### PROBLEM
Please print the lines of the stored records below exactly as they appear, leaving the pictures out of your answer.

──────── ENTRIES SHOWN ────────

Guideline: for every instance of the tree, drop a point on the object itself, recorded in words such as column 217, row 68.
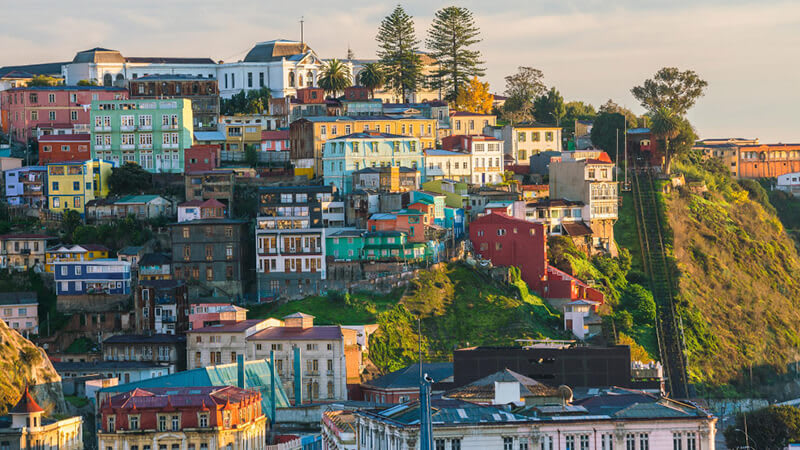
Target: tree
column 521, row 89
column 450, row 38
column 335, row 77
column 671, row 89
column 608, row 130
column 475, row 97
column 769, row 428
column 371, row 77
column 549, row 107
column 398, row 49
column 43, row 80
column 129, row 179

────────

### WRITTEN REPLY
Guideline: for every instance of the tree, drop a point on the object itself, recorded in words such as column 217, row 68.
Target: tree
column 521, row 89
column 450, row 38
column 335, row 77
column 671, row 89
column 608, row 130
column 475, row 97
column 769, row 428
column 371, row 77
column 549, row 107
column 398, row 49
column 43, row 80
column 129, row 179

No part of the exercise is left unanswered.